::: Information given :::

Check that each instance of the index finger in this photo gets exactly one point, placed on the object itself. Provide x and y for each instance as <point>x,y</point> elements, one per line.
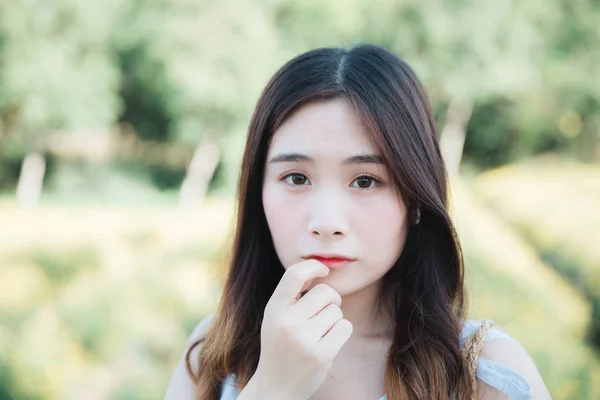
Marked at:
<point>295,277</point>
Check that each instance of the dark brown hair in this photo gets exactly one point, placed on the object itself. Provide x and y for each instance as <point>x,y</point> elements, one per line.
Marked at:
<point>424,287</point>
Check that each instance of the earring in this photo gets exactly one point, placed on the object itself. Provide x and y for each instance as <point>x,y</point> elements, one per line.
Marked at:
<point>417,216</point>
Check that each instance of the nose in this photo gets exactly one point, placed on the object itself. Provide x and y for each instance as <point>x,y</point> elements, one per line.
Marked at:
<point>327,217</point>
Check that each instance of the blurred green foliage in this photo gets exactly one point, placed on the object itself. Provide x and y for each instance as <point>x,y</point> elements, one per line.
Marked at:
<point>97,303</point>
<point>560,218</point>
<point>186,71</point>
<point>101,308</point>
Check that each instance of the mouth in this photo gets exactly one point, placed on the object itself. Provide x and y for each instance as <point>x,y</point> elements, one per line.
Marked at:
<point>332,261</point>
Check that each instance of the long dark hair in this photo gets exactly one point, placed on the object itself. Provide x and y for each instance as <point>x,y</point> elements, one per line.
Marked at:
<point>425,286</point>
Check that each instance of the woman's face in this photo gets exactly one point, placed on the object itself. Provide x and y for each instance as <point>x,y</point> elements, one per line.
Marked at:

:::

**Written task**
Could you give every line of the rows above as a JSON list of strings, one string per line, with blank lines omitted and the pictures left out?

**Answer to this task**
[
  "Check that each instance of the index finger in this photo gets exactly one point, placed on the object itself. Provide x and y for each instance as <point>x,y</point> elements, one per line.",
  "Marked at:",
  "<point>295,277</point>",
  "Check that each instance of the dark brown hair in this photo gets exactly one point, placed on the object itself. Provide x and y for each instance as <point>x,y</point> elements, one per line.",
  "Marked at:",
  "<point>424,287</point>",
  "Check that each instance of the earring in this photo gets exactly one point, placed on the object itself. Provide x and y for each instance as <point>x,y</point> elements, one per line.",
  "Marked at:",
  "<point>417,216</point>",
  "Check that each instance of the nose in this photo gets exactly one point, placed on the object itself. Provide x and y for each instance as <point>x,y</point> elements, one per line.",
  "Marked at:",
  "<point>327,217</point>",
  "Check that each instance of the blurred green foliage in this photo gets exactly one point, placed on the object itself. Provide x and y for each instance as <point>x,y</point> elements, one per line.",
  "Marked at:",
  "<point>97,303</point>",
  "<point>560,218</point>",
  "<point>186,71</point>",
  "<point>101,308</point>",
  "Check that each instance of the mouth in this photo gets exactly one point, placed on the object itself. Provide x and y for each instance as <point>x,y</point> elements, one per line.",
  "Marked at:",
  "<point>332,261</point>",
  "Check that each instance of the long dark hair in this photo gets exactly one point, placed on the object itself. Provide x and y for each instance as <point>x,y</point> elements, one per line.",
  "Marked at:",
  "<point>425,286</point>",
  "Check that each instance of the woman's face in this photo gets exactly one point, placed on the object itself. Provide x and y for each instance as <point>x,y</point> elements, one per line.",
  "Marked at:"
]